== Provided text ==
--- BEGIN ---
Technology Impact on Total Survey Error
10:05AM - 10:25AM
Paper: Detecting Housing Units from Satellite Imagery Using Computer Vision
Presenter: Stephanie Eckman, PhD, RTI International
Additional Authors: Qiang Qiu, Perdue University, and Tien-Yu Liu, Duke University
Summary: High quality surveys require a list of housing units from which to select a sample. Each year, several US studies send field staff out to create these lists. Not only is this process expensive, inefficient and redundant, it also tends to miss some housing units, particularly in rural areas. This new approach trained an algorithm to detect housing units in several counties in North Carolina, and it uses computer vision techniques to detect dwellings in satellite images. The team is working on expanding the approach to detect demographics of households in rural areas to assist surveys that want to oversample some demographic groups.
August 4, 2020
Contemporary Machine Learning
10:00AM - 2:00PM
Paper: Transfer Learning for Auto-Coding Free-Text Survey Responses
Presenter: Peter Baumgartner, RTI International
Additional Authors: Amanda Smith, RTI International, Murrey Olmsted, RTI International, Dawn Ohse, RTI International, and Bucky Fairfax, RTI International
Summary: Coding responses from free-text, open-ended survey questions (i.e., qualitative coding) can be a labor-intensive process. Traditional machine learning (ML) methods for text classification require large amounts of training data usually not available from conventional survey sample sizes. With that problem in mind, we evaluated a ML approach for auto-coding free-text survey responses, employing data augmentation and recent advances in transfer learning models for natural language processing.
--- END ---
== Stored data ==
--- BEGIN ---
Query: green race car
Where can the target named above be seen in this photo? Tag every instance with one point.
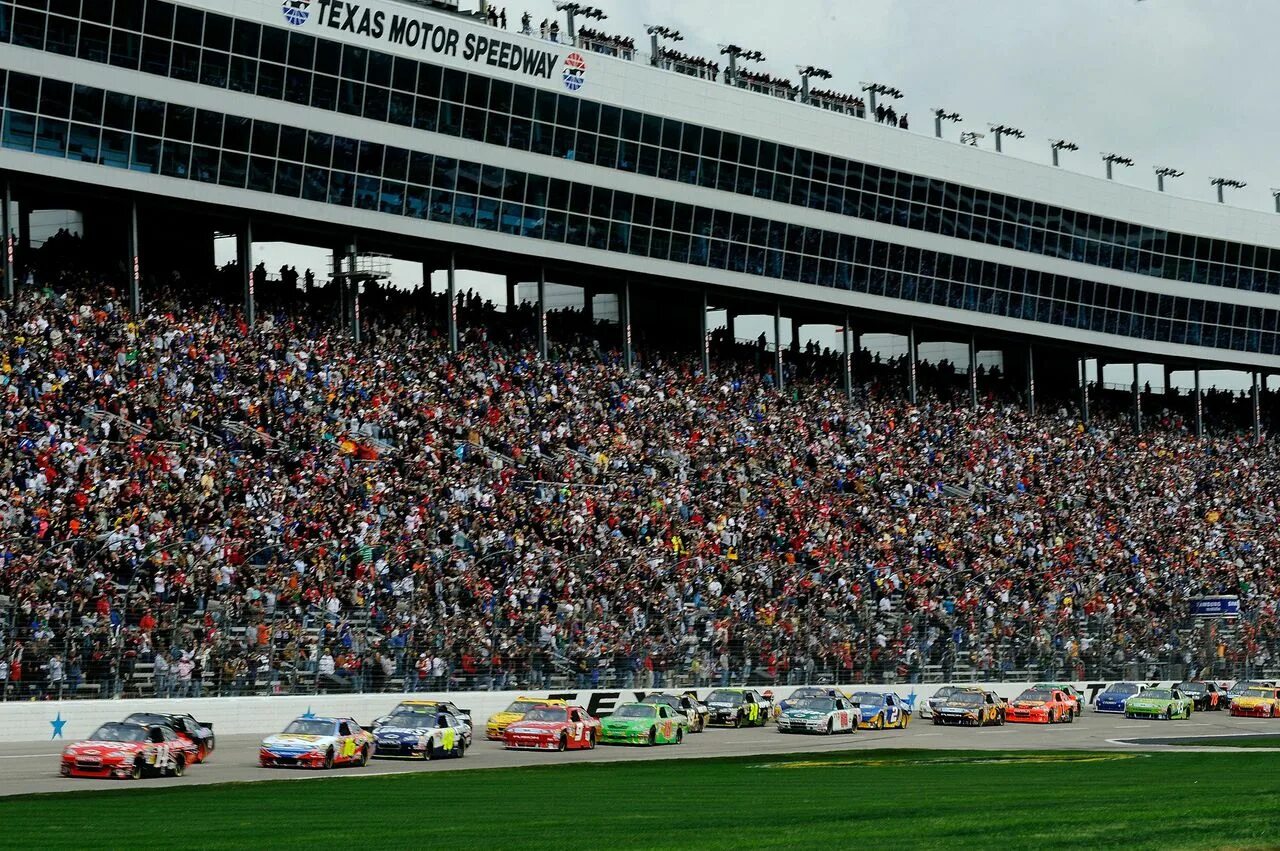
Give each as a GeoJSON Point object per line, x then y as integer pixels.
--- END ---
== What to do ==
Continue the survey-methods conference schedule from its last sentence.

== The result ==
Experimental Design
10:00AM - 2:00PM
Paper: The Future is Linked: Making Predictions with Data Sets Linked to Synthetic Populations
Presenter: Emily Hadley, RTI International
Additional Authors: Caroline Kery, RTI International, Georgiy Bobashev, RTI International, and Lauren Grattan, RTI International
Summary: We describe three methods for linking datasets with synthetic data: resampling, modeling predictors independently, and modeling predictors sequentially. We apply these methods to the prediction of the prevalence of Florida youth vaping by county and census tract using the 2018 Florida Youth Substance Abuse Survey (FYSAS) and synthetic records generated from the 5-Year American Community Survey (ACS). We discuss opportunities to apply this work in other fields, including restricted settings like health records.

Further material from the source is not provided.